[Working data — start]

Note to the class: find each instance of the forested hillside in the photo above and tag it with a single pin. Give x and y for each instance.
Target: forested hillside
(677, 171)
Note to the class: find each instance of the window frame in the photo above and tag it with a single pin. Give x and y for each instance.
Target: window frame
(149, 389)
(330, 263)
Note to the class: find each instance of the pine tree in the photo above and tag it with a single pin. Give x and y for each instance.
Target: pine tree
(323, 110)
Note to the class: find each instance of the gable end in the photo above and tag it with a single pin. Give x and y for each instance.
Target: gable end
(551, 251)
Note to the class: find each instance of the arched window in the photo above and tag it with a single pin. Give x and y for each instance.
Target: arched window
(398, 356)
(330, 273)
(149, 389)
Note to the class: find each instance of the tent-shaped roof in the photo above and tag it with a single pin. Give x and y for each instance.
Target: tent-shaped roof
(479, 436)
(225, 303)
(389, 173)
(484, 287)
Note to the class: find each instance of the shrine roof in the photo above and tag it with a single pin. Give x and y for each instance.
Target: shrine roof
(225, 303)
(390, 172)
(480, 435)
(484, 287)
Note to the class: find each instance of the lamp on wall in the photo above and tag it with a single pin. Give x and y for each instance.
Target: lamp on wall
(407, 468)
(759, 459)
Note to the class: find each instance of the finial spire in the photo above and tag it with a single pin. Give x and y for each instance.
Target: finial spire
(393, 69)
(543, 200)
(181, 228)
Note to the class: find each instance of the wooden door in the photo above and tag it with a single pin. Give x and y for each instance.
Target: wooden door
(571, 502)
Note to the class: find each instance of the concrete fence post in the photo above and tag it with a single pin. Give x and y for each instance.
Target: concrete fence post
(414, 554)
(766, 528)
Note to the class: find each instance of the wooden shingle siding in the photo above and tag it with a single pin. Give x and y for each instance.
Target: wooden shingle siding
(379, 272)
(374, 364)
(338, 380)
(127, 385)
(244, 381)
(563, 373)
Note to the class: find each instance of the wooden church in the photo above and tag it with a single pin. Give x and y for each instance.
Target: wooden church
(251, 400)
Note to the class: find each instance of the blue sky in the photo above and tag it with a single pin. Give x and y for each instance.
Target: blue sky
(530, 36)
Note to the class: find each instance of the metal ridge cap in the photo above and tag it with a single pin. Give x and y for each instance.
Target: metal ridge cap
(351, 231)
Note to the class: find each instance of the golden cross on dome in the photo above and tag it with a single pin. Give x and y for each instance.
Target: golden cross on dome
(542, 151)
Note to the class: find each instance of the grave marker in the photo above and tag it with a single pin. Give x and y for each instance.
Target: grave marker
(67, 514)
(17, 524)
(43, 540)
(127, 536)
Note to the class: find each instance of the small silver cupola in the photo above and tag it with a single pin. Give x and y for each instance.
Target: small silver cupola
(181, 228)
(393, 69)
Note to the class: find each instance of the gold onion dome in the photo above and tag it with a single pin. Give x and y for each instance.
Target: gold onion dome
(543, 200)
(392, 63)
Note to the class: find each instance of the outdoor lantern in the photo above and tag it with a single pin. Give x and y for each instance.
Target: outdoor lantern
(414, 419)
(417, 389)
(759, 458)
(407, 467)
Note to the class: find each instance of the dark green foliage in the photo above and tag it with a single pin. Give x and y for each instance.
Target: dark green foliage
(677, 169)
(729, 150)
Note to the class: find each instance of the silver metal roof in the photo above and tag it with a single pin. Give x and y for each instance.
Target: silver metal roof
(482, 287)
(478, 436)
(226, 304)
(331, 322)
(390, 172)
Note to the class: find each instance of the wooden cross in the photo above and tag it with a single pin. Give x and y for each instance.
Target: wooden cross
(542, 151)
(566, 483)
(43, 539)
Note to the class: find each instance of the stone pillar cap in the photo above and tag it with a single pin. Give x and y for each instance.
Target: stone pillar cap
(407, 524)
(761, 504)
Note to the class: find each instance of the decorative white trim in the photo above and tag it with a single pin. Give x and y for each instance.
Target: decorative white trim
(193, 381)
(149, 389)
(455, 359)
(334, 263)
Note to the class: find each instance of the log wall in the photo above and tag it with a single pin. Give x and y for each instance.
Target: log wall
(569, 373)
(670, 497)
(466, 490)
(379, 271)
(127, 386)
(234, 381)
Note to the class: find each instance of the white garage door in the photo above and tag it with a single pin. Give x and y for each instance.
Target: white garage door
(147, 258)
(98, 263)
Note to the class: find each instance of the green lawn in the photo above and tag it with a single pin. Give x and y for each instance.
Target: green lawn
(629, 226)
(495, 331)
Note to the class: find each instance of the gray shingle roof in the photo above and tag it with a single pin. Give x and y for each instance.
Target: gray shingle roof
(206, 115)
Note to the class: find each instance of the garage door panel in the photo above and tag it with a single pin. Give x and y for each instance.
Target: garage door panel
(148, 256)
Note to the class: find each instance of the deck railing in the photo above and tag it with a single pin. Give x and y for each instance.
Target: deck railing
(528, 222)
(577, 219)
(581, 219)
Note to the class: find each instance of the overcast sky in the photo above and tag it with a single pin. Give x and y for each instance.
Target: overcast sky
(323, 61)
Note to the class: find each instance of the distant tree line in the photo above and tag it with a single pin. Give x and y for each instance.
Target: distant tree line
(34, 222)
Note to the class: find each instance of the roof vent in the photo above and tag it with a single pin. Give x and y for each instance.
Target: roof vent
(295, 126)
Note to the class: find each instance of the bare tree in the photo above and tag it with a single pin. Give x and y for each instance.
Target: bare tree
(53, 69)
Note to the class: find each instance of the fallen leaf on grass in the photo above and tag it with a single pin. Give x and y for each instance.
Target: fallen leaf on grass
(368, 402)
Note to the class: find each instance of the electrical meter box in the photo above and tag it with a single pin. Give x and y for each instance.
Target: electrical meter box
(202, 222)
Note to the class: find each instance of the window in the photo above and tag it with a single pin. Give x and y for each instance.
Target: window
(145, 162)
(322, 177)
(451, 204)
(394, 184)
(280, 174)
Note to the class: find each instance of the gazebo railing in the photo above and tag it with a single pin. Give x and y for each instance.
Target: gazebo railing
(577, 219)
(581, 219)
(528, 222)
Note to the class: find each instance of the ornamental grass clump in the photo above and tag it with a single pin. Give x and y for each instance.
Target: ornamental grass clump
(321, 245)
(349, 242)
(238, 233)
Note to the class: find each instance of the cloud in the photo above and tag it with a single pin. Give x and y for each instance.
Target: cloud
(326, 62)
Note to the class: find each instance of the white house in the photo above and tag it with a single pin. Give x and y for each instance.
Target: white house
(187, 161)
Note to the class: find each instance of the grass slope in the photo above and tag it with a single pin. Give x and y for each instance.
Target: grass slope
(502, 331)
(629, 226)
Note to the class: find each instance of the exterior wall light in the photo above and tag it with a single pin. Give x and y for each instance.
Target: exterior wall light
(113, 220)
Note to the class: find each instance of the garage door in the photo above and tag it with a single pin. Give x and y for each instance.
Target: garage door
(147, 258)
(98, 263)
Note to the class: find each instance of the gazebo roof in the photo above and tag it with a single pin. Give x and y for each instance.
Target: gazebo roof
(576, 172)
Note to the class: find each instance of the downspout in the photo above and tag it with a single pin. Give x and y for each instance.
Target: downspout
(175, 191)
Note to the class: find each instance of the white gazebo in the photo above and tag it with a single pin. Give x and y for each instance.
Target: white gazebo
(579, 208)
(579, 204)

[Working data — finish]

Activity: Among the lines above, find the one with "Note to the class: find each instance of the distant" and the one with "Note to the class: find each instance of the bare". Quote both and everything between them, exactly.

Output of the exercise:
Note to the class: find each instance of the distant tree line in the photo above and tag it with a single pin. Give x and y for each instance.
Target: distant tree line
(34, 222)
Note to the class: find each instance of the roof vent in the photo above and tag it with a single pin. Give x and y for each instance.
Target: roof vent
(295, 126)
Note to the class: find each instance of the bare tree in the photo above and tag it with a single pin. Give x and y for each instance.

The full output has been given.